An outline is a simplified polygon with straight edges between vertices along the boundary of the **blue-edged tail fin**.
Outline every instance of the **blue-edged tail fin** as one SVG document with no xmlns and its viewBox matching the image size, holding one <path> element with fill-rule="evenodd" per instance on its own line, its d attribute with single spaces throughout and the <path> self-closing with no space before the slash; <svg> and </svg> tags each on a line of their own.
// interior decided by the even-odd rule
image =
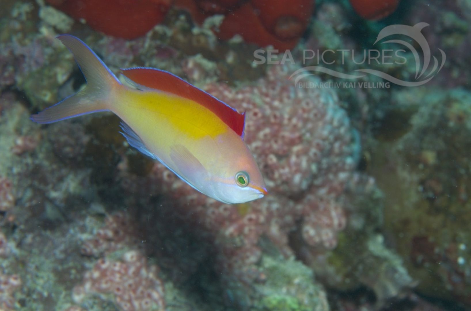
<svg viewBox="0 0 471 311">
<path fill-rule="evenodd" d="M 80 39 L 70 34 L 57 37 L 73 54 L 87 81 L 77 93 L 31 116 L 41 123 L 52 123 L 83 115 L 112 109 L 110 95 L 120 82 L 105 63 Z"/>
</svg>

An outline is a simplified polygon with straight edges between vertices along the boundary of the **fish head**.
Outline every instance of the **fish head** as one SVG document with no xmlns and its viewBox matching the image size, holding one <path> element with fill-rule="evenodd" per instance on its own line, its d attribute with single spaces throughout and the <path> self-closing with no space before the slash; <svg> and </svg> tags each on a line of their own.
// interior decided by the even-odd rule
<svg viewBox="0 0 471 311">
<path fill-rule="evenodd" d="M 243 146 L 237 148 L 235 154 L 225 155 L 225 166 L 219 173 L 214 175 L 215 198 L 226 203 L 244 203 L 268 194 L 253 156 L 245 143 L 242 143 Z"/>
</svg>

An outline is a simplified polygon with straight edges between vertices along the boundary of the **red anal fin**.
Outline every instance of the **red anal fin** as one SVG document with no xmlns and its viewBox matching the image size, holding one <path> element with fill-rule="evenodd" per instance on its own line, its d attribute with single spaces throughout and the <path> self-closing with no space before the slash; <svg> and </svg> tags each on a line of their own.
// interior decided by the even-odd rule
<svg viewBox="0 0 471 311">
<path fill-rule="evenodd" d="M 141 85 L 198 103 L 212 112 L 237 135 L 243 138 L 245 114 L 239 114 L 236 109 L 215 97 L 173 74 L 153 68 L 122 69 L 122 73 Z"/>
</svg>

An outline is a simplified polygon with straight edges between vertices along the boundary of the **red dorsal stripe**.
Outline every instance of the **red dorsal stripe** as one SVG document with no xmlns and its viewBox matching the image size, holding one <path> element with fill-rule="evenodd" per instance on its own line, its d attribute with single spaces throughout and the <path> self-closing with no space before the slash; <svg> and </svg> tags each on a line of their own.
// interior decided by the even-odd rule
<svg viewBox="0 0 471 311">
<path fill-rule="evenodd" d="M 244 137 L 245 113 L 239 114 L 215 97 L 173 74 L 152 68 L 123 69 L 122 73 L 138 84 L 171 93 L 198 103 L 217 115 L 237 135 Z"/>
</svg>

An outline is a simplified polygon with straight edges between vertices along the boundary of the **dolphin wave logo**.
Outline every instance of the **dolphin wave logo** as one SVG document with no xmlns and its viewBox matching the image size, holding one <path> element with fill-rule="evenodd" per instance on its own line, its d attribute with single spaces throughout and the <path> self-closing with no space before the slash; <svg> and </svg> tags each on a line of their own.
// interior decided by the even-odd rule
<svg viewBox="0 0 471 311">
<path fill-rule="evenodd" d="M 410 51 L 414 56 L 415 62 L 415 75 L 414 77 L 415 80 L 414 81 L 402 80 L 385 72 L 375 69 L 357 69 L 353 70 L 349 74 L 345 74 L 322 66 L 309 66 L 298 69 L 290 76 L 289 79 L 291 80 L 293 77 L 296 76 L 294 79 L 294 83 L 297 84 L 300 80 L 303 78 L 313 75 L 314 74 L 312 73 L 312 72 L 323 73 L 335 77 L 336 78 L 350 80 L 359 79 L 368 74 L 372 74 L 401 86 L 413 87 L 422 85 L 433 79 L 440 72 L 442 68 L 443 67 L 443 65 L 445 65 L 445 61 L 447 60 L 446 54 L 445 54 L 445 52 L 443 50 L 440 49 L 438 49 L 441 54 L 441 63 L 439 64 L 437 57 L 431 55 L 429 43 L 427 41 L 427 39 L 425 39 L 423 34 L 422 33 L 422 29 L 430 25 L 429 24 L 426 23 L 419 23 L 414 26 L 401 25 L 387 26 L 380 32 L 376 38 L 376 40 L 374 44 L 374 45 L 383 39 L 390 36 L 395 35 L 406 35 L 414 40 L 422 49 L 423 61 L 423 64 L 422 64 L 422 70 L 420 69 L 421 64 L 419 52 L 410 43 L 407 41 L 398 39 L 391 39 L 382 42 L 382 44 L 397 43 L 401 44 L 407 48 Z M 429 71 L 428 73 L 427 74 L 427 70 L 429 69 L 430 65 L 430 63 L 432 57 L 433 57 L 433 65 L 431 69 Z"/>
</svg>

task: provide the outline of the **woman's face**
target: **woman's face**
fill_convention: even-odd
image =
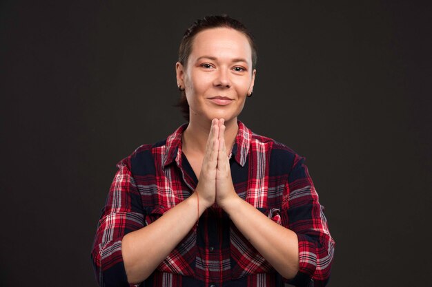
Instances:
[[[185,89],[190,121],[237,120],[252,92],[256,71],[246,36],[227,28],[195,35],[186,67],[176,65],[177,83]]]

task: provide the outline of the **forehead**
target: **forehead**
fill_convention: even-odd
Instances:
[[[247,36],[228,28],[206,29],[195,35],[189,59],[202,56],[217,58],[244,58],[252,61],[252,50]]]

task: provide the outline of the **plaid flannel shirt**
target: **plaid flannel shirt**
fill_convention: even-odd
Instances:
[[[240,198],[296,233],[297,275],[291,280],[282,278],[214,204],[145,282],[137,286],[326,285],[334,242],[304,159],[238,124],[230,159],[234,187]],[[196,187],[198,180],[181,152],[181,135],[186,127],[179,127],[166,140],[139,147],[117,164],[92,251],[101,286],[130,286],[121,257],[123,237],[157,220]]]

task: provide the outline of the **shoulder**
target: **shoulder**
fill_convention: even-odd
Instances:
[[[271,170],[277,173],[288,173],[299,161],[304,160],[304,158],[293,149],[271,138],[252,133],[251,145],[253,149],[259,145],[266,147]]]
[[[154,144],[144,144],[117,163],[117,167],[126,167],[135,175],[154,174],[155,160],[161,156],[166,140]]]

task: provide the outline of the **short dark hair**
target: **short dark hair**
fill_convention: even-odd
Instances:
···
Aim of the exercise - Report every line of the material above that contains the string "wave", with case counting.

Output for this task -
An outline is a simplified polygon with straight edges between vertices along the boundary of the **dolphin wave logo**.
Outline every instance of the **dolphin wave logo** as one SVG document with no xmlns and its viewBox matching the image size, holding one <path> element with fill-rule="evenodd" per instance on its own line, its d attribute with single spaces throughout and the <path> self-closing with no space before the slash; <svg> and </svg> tags each on a line of their own.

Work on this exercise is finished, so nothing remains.